== Task details ==
Below are the records; copy exactly the stretch from the line containing "x=1120, y=795" through the line containing "x=730, y=313", both ends included, and nothing else.

== Data for this exercise ==
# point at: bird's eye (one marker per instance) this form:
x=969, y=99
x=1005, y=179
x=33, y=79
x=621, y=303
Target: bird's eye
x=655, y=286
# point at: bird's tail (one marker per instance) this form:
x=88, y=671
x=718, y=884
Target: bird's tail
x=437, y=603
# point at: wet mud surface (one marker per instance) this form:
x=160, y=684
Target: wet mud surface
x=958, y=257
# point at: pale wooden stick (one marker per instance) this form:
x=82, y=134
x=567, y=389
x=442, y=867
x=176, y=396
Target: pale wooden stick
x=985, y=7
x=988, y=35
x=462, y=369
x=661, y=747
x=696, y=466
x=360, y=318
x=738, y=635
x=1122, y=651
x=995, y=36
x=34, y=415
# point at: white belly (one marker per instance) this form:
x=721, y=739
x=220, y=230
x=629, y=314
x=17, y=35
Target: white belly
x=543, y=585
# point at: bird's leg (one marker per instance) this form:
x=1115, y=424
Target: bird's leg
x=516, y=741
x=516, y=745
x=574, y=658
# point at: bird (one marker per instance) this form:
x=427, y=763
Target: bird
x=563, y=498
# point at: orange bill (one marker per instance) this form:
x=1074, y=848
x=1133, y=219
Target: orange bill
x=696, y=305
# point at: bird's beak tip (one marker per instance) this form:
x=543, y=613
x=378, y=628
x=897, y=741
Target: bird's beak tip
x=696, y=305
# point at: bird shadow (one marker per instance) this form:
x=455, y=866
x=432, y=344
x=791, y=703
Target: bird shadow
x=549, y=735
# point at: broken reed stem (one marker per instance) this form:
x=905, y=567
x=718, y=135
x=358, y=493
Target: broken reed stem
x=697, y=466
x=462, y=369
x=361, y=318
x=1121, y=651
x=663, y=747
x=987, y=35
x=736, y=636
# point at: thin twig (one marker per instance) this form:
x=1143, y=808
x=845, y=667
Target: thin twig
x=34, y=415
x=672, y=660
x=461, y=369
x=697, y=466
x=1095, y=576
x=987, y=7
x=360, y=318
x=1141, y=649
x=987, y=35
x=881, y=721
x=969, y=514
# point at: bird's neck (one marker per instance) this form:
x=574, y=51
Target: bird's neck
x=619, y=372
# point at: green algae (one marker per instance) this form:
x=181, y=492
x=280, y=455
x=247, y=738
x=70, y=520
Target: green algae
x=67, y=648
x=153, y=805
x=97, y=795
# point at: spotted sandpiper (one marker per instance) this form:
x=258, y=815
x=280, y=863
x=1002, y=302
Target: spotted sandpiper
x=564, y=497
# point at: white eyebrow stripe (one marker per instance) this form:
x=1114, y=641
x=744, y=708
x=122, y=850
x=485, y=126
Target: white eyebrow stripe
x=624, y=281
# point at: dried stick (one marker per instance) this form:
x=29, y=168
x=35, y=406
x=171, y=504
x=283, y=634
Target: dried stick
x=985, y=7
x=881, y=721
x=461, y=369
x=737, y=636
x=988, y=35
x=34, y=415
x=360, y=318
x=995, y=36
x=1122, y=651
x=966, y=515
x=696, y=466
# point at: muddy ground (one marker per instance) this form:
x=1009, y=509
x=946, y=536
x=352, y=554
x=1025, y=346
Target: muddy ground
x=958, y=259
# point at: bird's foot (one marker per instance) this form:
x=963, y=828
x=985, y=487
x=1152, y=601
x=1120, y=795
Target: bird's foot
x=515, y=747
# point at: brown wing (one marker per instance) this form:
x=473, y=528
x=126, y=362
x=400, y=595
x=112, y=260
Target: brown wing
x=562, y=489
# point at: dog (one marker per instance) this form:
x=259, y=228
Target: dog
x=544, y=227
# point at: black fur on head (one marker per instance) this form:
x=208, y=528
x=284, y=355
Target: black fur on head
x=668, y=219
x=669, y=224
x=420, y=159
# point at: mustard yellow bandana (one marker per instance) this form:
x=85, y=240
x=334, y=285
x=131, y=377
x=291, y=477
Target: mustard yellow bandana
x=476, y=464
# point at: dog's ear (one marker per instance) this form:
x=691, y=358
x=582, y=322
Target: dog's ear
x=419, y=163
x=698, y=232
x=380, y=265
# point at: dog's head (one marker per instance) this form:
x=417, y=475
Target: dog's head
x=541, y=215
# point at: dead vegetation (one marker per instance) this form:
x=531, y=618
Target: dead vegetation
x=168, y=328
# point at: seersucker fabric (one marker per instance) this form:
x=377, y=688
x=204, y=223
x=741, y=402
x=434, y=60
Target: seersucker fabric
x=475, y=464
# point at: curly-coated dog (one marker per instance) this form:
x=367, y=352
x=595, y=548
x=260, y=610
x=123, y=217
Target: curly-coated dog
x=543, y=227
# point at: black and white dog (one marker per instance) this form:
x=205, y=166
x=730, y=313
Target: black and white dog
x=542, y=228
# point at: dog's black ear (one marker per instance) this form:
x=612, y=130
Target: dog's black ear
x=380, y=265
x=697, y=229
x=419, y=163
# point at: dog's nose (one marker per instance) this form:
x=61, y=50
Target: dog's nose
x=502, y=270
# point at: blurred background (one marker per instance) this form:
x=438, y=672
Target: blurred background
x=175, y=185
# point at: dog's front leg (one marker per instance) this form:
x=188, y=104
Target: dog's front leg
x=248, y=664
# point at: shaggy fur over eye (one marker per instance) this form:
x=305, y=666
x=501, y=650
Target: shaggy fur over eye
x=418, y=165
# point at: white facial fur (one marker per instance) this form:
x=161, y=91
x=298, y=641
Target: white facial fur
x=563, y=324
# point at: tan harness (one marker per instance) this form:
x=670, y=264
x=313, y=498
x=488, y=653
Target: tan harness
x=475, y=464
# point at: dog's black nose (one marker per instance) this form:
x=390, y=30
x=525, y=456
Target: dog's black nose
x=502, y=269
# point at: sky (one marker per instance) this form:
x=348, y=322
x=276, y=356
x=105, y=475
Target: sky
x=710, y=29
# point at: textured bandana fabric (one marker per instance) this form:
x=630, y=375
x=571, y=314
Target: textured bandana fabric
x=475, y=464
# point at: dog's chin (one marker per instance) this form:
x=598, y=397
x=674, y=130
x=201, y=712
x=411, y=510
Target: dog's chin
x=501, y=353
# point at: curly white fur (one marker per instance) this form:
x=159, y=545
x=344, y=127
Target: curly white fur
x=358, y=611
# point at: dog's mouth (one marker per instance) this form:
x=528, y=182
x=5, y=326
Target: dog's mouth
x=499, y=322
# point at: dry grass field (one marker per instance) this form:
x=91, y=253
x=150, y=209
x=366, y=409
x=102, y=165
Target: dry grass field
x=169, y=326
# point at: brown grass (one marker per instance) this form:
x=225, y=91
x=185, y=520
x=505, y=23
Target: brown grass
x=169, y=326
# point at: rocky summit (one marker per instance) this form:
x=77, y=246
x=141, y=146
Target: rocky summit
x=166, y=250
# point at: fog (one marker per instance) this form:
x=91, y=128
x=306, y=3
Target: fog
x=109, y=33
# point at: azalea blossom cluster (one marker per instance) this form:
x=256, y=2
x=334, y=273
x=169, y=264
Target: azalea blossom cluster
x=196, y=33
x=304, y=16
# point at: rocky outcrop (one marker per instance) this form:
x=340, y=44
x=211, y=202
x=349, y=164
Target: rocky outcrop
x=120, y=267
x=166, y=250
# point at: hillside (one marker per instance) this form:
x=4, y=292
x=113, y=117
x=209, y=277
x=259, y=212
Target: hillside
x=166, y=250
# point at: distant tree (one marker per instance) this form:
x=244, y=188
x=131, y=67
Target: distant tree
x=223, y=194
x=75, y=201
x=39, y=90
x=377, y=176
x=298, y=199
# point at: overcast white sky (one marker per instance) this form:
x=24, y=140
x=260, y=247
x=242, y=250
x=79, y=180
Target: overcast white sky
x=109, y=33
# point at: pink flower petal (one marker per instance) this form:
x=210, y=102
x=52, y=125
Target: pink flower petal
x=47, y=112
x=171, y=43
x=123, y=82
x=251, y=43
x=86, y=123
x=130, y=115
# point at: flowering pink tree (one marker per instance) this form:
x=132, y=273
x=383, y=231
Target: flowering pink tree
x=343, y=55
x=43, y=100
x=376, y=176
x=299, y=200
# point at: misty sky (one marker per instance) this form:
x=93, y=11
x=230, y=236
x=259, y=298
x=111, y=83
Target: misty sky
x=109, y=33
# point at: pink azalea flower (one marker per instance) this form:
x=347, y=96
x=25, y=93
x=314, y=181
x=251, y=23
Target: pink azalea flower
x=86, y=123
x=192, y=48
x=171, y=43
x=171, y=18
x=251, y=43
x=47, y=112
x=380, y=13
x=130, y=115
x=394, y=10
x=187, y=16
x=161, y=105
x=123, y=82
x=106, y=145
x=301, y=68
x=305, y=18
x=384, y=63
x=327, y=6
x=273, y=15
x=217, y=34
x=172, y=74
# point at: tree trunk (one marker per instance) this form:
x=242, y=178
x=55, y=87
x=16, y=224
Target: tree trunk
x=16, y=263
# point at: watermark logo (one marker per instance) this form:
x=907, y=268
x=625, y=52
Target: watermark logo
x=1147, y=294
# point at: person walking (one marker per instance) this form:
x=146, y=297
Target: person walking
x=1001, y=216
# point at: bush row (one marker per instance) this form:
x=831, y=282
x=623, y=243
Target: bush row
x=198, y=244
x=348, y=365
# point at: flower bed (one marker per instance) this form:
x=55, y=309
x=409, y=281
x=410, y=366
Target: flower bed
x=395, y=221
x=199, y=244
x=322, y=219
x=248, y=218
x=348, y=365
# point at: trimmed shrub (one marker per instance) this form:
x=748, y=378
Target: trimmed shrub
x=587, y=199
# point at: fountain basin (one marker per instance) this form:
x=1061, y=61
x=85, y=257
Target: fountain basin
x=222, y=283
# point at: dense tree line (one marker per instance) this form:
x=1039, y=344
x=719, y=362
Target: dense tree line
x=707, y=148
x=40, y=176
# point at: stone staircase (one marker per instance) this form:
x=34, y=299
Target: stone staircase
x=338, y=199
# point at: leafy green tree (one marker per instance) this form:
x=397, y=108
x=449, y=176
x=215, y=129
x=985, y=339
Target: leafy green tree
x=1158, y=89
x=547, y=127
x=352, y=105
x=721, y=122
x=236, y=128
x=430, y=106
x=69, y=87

== Response to this exercise ==
x=1120, y=795
Target: bird's foot
x=515, y=747
# point at: brown wing (one marker per instance) this form:
x=473, y=528
x=126, y=362
x=400, y=595
x=112, y=260
Target: brown wing
x=562, y=489
# point at: dog (one marker per instance) this form:
x=259, y=228
Target: dog
x=544, y=227
# point at: black fur on head (one marker per instance) this form:
x=208, y=528
x=284, y=355
Target: black fur on head
x=668, y=219
x=669, y=224
x=420, y=159
# point at: mustard yellow bandana (one marker per instance) this form:
x=85, y=240
x=334, y=285
x=131, y=377
x=291, y=477
Target: mustard yellow bandana
x=476, y=464
# point at: dog's ear (one marker per instance) this form:
x=691, y=358
x=582, y=322
Target: dog's ear
x=419, y=163
x=698, y=232
x=380, y=265
# point at: dog's head (one marker per instance) this form:
x=417, y=475
Target: dog's head
x=541, y=215
# point at: dead vegetation (one marker per instance) this form:
x=531, y=618
Target: dead vegetation
x=168, y=328
# point at: seersucker fabric (one marker per instance) this form:
x=377, y=688
x=204, y=223
x=741, y=402
x=434, y=60
Target: seersucker fabric
x=475, y=464
# point at: curly-coated dog (one marker per instance) this form:
x=367, y=352
x=595, y=548
x=260, y=610
x=123, y=217
Target: curly-coated dog
x=543, y=227
# point at: black and white dog (one marker per instance) this form:
x=205, y=166
x=730, y=313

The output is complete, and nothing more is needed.